#### Supplied records ####
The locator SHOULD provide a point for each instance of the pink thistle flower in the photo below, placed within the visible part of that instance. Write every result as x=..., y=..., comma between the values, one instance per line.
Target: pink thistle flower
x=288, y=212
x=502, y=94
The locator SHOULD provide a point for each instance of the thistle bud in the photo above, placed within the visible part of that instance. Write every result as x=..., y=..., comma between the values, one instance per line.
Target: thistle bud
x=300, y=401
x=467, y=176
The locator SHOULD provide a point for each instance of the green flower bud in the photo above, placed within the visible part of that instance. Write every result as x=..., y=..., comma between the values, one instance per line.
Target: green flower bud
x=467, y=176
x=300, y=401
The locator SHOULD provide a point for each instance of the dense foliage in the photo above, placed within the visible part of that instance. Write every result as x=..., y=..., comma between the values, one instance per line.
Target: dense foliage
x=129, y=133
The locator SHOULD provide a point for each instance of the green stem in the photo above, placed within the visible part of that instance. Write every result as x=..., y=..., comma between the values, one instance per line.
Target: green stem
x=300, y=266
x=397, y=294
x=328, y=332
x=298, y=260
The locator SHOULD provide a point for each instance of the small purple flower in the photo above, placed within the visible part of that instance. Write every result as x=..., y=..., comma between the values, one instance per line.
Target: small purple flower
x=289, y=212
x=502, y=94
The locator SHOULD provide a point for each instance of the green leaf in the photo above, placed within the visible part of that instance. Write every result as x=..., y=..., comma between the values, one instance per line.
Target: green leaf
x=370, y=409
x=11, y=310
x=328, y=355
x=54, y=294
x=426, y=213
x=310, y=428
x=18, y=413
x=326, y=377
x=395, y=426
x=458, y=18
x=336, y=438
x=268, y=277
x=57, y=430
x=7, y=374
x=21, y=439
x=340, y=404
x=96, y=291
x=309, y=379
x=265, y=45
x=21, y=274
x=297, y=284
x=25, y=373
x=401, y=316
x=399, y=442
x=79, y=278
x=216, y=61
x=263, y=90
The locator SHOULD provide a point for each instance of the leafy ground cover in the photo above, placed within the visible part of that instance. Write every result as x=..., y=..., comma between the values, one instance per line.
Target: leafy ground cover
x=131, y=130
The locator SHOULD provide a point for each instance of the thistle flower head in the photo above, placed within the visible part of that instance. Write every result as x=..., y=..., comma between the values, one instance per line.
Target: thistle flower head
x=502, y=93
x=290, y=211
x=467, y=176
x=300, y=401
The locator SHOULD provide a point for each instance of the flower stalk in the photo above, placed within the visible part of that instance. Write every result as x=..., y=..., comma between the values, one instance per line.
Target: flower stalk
####
(Prompt):
Word for word, write out the data.

(Answer for the task):
The locator SHOULD provide a point for each instance of the pink thistle flower in the photo below, placed within the visible part of that instance. Write every result as x=..., y=..., comma between the values, one instance per line.
Target: pink thistle flower
x=288, y=212
x=502, y=94
The locator SHOULD provide a point for each instance of the thistle bud in the photo above, placed within the visible part of that instance. Write every result as x=..., y=..., comma between the values, one instance per line.
Target: thistle bud
x=300, y=401
x=467, y=176
The locator SHOULD provide a point for each instance of the green flower bud in the photo above, placed within the visible part of that instance. Write every result as x=..., y=..., comma between the values, one instance per line.
Target: green flower bud
x=467, y=176
x=300, y=401
The locator SHOULD provide a point for each instance of the dense foliage in the photo above, placed within the visible part of that instance. Write every result as x=..., y=..., comma between the values, one instance per line.
Target: dense foliage
x=129, y=133
The locator SHOULD provide a point for each instance of the green stem in the photo above, placed within the visible part of that instance. Write every result as x=..., y=..., comma between the values, one instance per line.
Target: green stem
x=300, y=266
x=397, y=294
x=328, y=332
x=298, y=260
The locator SHOULD provide a point for each instance of the small purple flower in the photo above, placed within the visible part of that instance. Write every result as x=..., y=..., comma between the values, one instance per line.
Target: small purple flower
x=289, y=212
x=502, y=94
The locator SHOULD provide a point for each instance of the green leaf in the photo above, placed within the visible part of that instance. Write every result as x=..., y=..., comma between the values, one instance per line.
Target: green leaf
x=370, y=409
x=11, y=310
x=328, y=355
x=54, y=294
x=426, y=213
x=310, y=428
x=18, y=413
x=326, y=377
x=395, y=426
x=458, y=18
x=336, y=438
x=268, y=277
x=57, y=430
x=7, y=374
x=21, y=439
x=340, y=404
x=96, y=291
x=309, y=379
x=265, y=45
x=21, y=274
x=297, y=284
x=25, y=373
x=401, y=316
x=399, y=442
x=79, y=278
x=216, y=61
x=263, y=90
The locator SHOULD provide a point for each instance of the leafy ground cover in the photo above, placed within the visible part of that instance. Write every result as x=..., y=..., comma between the values, one instance per line.
Target: leafy ground cover
x=131, y=130
The locator SHOULD provide a point for each instance of the thistle flower head in the photo above, placed within the visible part of that instance. Write every result as x=..., y=..., comma between the values, one instance per line.
Target: thistle flower head
x=502, y=93
x=290, y=211
x=467, y=176
x=300, y=401
The locator SHOULD provide a point for each instance of the flower stalk in the photo above, placed within the visible part of that instance. Write every result as x=..., y=..., comma between the values, one instance per line.
Target: flower stalk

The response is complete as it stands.